| Your instructions |
In the passage about the grandmother, rewrite the part between "If anybody had" and "earn our keep.", inclusive, swapping "textile factory" for "coal mine".
::: Extracted text
My father was a retinal surgeon, so he and my mother often used the Vitreous Society as an excuse to get as far away from their children as possible. It was absurd, but they thought we all believed them when they told us that they “just really wanted to go to that eyeball conference.”
If anybody had bothered to sneak a peek at the airline tickets, we probably would have discovered that their destination city was nowhere near the Vitreous Society conference. We all played along just because we knew that we’d get away with much more when they were gone.
Nana didn’t care about schoolwork like my parents did. She didn’t care if we didn’t drink a glass of milk with dinner. She didn’t care if we even ate dinner. As far as she was concerned, with all of us older than three, we were ready to be shipped off to some textile factory to earn our keep.
My mother used to force us to ask Nana questions about her childhood, perhaps as some form of punishment.
“Nana, what was your life like when you were a kid?” I’d ask.
“You have to be more specific, Sara.” She never knew which one of us was which. “It was like a lot of things,” she’d tell me.
I’d be getting ready to go, but then I’d see my mother, sliding her finger across her throat in the “ask-more-or-you’re-dead” gesture.
“What was your mother like? Did she ever threaten you?” I asked.
“My mother had me working with the sheep when I was three. There was no time for nonsense. All those sheep, and I was supposed to be a boy so I could help out with the animals. But I was a girl. All those sheep.” My grandmother’s childhood was similar to The Silence Of The Lambs.
::::::
::: Source material
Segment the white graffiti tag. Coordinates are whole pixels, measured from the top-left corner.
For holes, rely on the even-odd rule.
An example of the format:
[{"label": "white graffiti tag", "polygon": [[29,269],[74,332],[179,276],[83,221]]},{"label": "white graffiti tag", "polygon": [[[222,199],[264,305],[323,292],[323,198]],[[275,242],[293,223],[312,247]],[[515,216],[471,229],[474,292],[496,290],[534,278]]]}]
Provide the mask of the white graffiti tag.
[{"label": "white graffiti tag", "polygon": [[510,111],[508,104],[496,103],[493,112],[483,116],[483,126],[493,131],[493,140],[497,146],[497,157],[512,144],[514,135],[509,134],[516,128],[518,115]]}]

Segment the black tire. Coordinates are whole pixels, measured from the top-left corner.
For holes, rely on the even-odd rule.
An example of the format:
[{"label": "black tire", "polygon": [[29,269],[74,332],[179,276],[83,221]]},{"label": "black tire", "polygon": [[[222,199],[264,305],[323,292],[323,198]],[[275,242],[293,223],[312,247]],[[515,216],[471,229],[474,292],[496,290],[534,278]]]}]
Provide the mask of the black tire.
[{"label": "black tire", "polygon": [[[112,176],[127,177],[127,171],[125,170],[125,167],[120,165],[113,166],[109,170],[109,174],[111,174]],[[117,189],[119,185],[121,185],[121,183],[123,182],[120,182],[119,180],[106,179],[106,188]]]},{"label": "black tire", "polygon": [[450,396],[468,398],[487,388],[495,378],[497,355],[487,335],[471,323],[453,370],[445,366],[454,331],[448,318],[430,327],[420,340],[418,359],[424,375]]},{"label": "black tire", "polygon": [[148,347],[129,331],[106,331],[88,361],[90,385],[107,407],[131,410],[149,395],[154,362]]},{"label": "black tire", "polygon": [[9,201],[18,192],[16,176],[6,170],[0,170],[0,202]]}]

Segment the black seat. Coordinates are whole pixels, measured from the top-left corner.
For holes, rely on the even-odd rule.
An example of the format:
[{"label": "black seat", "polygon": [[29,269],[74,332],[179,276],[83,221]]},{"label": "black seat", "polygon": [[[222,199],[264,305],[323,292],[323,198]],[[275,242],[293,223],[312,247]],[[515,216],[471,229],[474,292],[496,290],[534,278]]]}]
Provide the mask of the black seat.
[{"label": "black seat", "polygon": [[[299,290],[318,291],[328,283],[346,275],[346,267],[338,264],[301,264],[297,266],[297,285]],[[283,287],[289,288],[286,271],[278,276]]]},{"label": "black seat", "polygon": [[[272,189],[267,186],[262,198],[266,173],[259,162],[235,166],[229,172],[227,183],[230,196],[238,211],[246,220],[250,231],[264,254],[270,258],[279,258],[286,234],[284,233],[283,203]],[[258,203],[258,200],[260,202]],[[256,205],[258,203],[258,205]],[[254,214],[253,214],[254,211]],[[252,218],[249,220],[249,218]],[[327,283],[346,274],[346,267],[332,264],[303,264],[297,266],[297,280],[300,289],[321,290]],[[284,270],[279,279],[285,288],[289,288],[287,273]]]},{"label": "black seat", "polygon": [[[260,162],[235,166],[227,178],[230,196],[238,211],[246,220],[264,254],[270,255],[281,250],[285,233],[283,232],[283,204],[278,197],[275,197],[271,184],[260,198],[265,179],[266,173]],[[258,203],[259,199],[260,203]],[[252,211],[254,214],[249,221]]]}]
::::::
| Completed task |
If anybody had bothered to sneak a peek at the airline tickets, we probably would have discovered that their destination city was nowhere near the Vitreous Society conference. We all played along just because we knew that we’d get away with much more when they were gone.
Nana didn’t care about schoolwork like my parents did. She didn’t care if we didn’t drink a glass of milk with dinner. She didn’t care if we even ate dinner. As far as she was concerned, with all of us older than three, we were ready to be shipped off to some coal mine to earn our keep.